§ INSTRUCTIONS TO FOLLOW
Return each line of the items that contains the string "banner"; case counts.

§ TASK DATA
>> Start

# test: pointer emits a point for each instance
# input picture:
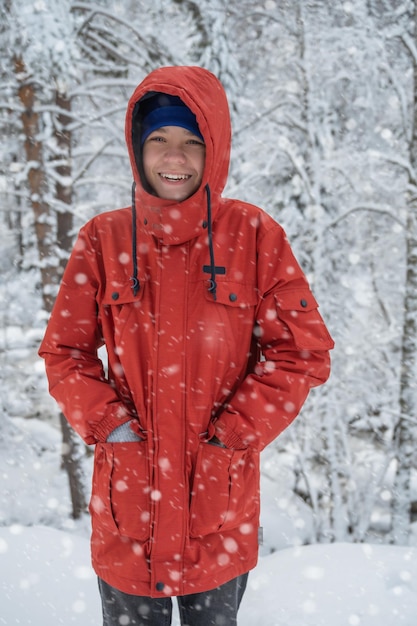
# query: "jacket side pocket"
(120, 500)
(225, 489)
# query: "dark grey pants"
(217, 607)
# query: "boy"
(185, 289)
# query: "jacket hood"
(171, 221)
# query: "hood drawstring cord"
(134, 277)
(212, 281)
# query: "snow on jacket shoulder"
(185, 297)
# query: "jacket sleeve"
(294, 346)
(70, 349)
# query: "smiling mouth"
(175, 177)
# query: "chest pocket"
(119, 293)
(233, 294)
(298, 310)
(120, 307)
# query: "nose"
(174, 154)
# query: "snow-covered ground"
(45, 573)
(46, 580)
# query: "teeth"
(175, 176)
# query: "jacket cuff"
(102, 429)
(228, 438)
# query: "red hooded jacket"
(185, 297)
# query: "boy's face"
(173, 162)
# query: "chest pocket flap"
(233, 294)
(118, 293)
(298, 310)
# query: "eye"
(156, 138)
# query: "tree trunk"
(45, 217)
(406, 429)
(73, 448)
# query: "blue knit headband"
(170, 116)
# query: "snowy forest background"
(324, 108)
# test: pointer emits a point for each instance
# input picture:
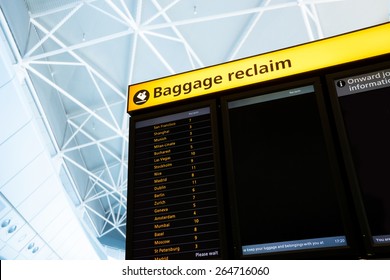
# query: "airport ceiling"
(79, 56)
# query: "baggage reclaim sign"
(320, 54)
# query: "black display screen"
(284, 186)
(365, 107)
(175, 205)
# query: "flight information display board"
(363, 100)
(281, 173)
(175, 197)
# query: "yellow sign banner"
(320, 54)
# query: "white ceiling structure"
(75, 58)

>> End
>> Start

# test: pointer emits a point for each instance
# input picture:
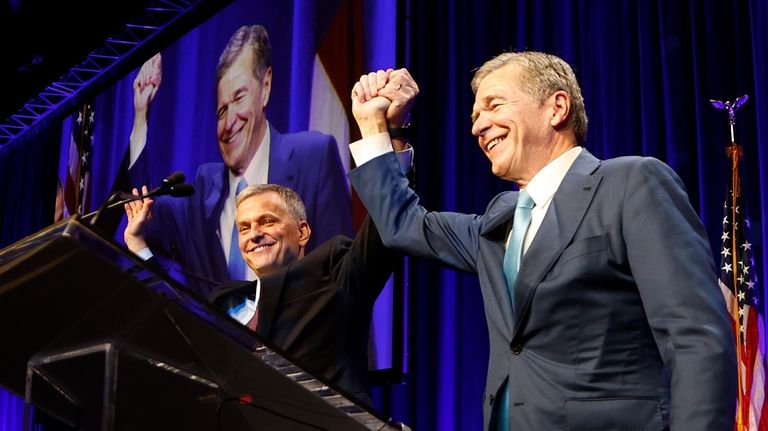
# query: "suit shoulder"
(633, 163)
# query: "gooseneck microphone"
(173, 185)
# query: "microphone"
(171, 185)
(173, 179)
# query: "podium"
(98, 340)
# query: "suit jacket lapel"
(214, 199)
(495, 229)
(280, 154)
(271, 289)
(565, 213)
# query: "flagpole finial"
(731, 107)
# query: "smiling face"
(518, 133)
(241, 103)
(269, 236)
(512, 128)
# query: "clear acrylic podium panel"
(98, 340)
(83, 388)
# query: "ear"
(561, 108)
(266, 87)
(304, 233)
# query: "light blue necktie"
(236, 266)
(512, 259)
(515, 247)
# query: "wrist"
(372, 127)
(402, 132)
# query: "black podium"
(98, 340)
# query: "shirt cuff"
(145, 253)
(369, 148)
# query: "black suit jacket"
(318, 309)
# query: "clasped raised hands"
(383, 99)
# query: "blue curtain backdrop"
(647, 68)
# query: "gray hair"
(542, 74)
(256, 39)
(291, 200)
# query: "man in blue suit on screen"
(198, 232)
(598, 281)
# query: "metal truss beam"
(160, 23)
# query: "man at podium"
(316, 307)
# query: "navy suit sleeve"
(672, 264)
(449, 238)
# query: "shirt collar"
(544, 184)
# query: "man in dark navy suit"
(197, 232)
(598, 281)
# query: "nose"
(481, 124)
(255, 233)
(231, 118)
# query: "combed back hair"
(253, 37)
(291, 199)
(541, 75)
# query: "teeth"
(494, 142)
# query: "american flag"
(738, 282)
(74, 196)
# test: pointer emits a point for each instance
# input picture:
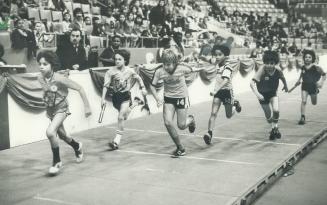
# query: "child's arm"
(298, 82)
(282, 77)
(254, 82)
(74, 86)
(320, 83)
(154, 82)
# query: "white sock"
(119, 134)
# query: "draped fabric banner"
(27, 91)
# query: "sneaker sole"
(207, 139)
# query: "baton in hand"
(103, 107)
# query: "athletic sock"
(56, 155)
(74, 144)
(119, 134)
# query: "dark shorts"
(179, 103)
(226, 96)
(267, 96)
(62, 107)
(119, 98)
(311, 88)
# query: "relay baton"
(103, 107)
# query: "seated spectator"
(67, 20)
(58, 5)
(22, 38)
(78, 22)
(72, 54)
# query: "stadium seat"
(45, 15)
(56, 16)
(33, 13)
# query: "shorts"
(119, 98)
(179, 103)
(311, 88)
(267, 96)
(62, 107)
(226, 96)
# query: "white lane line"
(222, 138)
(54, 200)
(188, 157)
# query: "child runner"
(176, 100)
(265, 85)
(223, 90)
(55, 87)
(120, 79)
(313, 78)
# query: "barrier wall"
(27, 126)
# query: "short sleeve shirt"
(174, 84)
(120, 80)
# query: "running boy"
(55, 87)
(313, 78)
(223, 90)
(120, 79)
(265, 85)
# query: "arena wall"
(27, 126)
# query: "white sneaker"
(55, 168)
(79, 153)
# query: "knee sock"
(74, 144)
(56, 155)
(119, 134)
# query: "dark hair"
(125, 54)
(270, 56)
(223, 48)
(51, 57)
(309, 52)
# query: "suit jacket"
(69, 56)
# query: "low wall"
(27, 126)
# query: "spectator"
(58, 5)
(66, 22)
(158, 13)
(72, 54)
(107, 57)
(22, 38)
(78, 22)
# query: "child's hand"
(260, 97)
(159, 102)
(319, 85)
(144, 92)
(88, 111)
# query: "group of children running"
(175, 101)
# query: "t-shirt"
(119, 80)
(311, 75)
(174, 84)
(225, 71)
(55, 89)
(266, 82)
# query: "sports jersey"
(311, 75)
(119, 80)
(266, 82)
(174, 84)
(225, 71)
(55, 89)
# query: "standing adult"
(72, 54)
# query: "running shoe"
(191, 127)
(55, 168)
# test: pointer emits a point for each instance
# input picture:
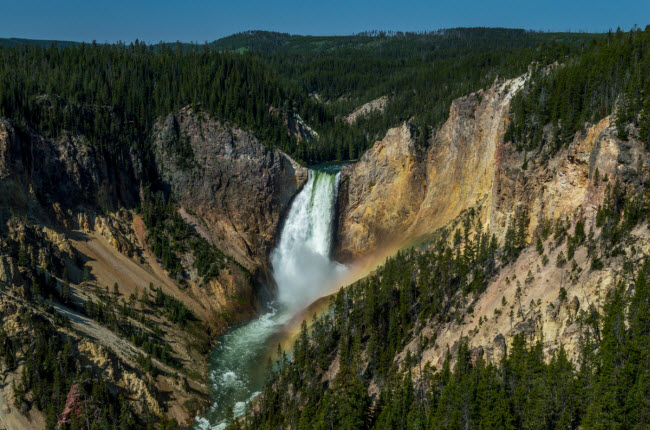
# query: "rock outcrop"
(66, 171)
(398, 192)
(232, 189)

>> End
>> Start

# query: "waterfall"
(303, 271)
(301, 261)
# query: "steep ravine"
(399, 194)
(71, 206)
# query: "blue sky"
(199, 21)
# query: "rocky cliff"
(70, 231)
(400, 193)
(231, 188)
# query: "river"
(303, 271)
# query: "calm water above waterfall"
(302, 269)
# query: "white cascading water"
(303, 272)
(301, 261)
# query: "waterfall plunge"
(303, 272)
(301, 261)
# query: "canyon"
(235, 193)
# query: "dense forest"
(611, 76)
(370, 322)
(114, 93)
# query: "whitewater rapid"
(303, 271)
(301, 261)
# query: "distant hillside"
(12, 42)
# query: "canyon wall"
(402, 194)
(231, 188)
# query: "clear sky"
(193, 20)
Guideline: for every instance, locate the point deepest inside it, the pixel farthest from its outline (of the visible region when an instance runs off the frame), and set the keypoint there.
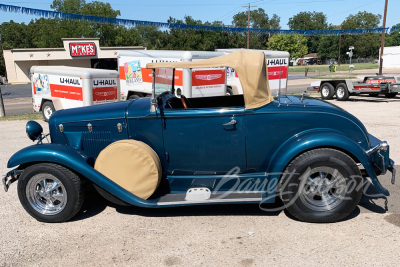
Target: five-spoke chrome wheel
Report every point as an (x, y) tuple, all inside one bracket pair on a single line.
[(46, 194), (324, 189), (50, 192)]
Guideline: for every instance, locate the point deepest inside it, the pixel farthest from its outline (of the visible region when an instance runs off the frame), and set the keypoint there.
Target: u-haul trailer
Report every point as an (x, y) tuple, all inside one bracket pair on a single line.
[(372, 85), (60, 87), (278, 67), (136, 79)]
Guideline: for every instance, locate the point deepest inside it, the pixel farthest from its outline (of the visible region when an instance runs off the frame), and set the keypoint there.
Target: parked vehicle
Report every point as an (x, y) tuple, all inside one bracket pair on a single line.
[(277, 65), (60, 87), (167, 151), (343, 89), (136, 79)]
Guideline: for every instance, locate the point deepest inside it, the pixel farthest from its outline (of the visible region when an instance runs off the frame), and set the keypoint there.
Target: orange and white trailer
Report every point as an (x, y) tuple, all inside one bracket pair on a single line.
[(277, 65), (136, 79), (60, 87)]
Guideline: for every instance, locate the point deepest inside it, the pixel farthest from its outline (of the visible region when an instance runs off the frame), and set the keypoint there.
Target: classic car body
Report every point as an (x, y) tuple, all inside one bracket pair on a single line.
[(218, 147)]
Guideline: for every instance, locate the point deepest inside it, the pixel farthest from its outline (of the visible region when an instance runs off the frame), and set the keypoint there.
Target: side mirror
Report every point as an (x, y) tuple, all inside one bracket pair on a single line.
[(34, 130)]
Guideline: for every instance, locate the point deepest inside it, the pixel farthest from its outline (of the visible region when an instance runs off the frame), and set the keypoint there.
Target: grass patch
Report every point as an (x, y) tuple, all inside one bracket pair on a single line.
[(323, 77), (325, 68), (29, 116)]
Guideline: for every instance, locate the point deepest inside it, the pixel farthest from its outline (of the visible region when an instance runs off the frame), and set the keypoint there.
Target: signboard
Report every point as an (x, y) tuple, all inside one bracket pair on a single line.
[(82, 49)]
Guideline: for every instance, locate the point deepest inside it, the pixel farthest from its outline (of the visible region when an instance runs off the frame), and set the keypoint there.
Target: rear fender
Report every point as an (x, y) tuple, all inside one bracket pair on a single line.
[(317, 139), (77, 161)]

>> End

§ SOLUTION TO THIS PROBLEM
# query: "yellow sign banner"
# query: "draped fabric banner"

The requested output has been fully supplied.